[[ DOCUMENT TEXT open ]]
Danish actor and television personality (born 1963)

Peter Mygind (born 28 August 1963) is a Danish actor and television personality. He has had roles in films including the World War II drama Flame & Citron as well as several TV series such as Borgen, Unit One, Lars Von Trier's The Kingdom, Sommerdahl (aka: The Sommerdahl Murders) and the police drama series Anna Pihl, as the roommate of the title character. Mygind hosted the Dansk Melodi Grand Prix (2011) and the quiz show Boom Boom. In 2005, he participated in Vild Med Dans, the Danish production of Dancing with the Stars.
[[ DOCUMENT TEXT closed ]]
[[ RECORD SET open ]]
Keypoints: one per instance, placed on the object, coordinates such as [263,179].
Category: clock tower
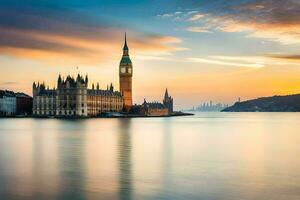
[125,75]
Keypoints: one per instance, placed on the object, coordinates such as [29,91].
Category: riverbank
[108,115]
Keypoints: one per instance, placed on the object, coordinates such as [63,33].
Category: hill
[290,103]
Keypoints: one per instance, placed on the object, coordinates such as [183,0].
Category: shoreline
[178,114]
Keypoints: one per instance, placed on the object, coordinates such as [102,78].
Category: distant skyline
[199,49]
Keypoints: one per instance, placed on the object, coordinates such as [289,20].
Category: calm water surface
[209,156]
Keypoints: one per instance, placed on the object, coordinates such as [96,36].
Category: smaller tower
[168,102]
[125,77]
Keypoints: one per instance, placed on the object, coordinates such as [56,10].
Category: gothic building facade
[125,77]
[156,108]
[72,97]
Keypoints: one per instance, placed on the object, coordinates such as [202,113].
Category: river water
[207,156]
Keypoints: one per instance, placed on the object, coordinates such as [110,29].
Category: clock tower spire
[125,77]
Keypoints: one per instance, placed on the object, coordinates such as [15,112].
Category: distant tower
[125,75]
[168,102]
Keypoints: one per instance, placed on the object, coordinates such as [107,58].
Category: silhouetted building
[125,77]
[24,104]
[155,108]
[168,102]
[8,105]
[12,103]
[73,98]
[210,107]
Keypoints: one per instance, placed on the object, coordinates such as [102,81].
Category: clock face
[123,70]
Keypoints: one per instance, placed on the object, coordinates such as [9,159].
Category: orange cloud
[277,21]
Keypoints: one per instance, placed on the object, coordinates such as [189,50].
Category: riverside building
[72,97]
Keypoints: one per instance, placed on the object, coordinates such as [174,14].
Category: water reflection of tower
[167,161]
[124,160]
[71,145]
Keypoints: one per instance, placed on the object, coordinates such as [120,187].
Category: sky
[200,50]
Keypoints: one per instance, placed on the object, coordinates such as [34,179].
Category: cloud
[196,17]
[292,57]
[273,20]
[250,61]
[8,83]
[198,29]
[225,63]
[46,35]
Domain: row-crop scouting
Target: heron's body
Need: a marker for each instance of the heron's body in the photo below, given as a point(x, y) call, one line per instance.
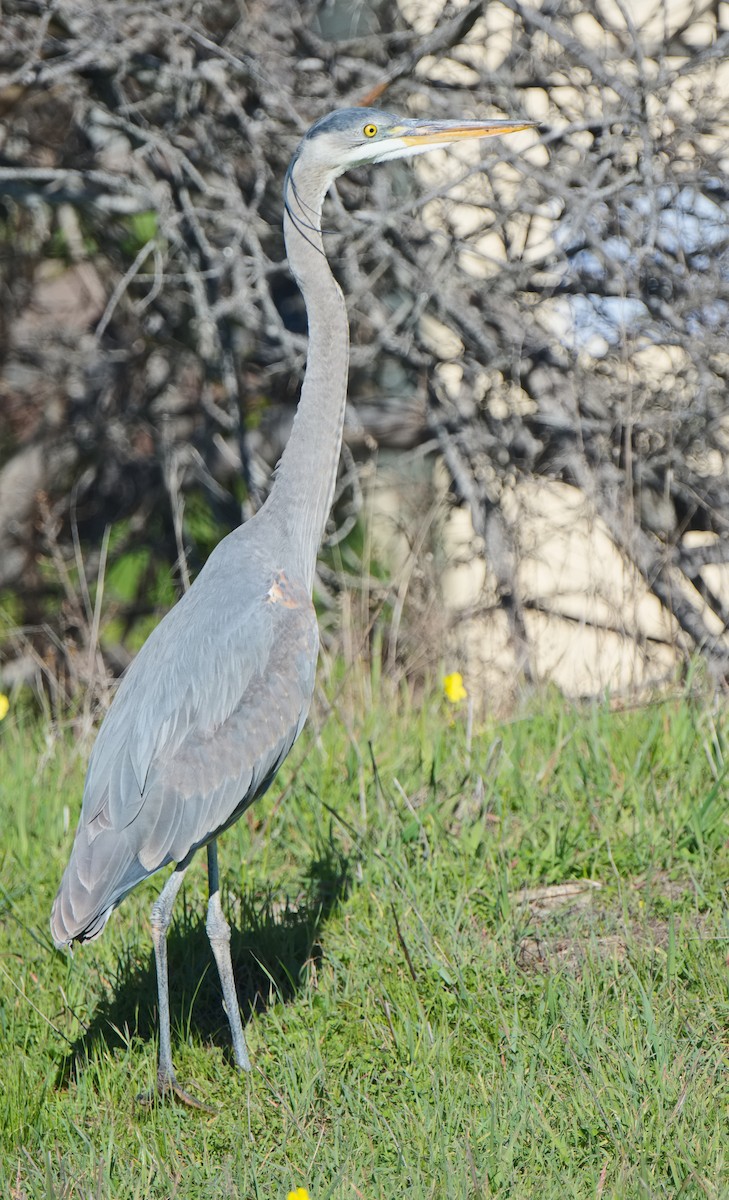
point(188, 742)
point(218, 694)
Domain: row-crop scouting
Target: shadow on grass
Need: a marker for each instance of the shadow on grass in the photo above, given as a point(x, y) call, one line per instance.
point(271, 943)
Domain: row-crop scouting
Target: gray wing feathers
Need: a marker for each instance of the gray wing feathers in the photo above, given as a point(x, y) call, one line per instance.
point(198, 729)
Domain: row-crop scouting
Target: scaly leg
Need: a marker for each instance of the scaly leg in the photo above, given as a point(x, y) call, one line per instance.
point(218, 933)
point(161, 918)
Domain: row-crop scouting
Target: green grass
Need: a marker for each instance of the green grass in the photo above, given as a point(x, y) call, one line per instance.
point(417, 1027)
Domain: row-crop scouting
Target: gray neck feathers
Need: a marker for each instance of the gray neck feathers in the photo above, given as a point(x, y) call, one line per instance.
point(303, 489)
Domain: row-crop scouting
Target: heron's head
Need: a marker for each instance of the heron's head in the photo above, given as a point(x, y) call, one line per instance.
point(353, 137)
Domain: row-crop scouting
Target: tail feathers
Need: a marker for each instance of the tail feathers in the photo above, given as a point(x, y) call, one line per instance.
point(98, 876)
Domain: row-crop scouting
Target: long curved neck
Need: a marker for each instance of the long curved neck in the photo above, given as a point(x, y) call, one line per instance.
point(303, 487)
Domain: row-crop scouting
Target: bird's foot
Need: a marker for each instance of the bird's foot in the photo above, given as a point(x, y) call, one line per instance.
point(168, 1086)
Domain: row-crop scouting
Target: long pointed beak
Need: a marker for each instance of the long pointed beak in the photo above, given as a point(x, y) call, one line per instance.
point(421, 133)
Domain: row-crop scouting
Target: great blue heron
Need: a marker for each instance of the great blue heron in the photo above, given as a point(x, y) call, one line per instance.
point(216, 697)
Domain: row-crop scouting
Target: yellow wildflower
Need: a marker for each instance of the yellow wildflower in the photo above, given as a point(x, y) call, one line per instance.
point(453, 688)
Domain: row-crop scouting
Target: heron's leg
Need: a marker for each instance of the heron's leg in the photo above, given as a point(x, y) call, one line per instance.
point(161, 918)
point(218, 933)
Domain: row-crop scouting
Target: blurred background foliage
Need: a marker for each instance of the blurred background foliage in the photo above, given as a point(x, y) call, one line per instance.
point(553, 311)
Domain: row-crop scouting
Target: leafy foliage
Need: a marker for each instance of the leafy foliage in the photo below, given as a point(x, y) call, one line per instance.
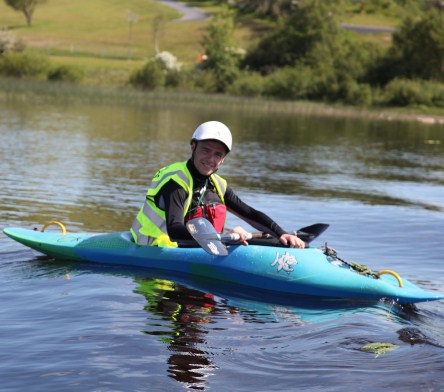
point(25, 6)
point(223, 57)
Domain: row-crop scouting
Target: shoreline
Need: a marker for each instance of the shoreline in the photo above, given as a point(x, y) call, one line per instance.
point(41, 91)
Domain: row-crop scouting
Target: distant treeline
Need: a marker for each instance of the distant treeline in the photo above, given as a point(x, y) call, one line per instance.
point(307, 55)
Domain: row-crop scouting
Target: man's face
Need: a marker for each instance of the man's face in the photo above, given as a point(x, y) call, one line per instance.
point(208, 156)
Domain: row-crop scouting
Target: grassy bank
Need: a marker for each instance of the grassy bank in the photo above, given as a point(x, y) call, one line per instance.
[[ RECORD SET closed ]]
WORK ORDER A ::
For each statement, say yes or no as to whether it agrees with the text about Peter Mygind, and quote the words that decide it: (i) Mygind was born in 1963. (ii) Mygind hosted the Dansk Melodi Grand Prix in 2005. (iii) In Anna Pihl, Mygind played the roommate of the title character.
WORK ORDER B ::
According to the text about Peter Mygind, what is Vild Med Dans?

OUTPUT A ::
(i) Yes: "Peter Mygind (born 28 August 1963)"
(ii) No: "Mygind hosted the Dansk Melodi Grand Prix (2011)"
(iii) Yes: "the police drama series Anna Pihl, as the roommate of the title character"

OUTPUT B ::
The Danish production of Dancing with the Stars.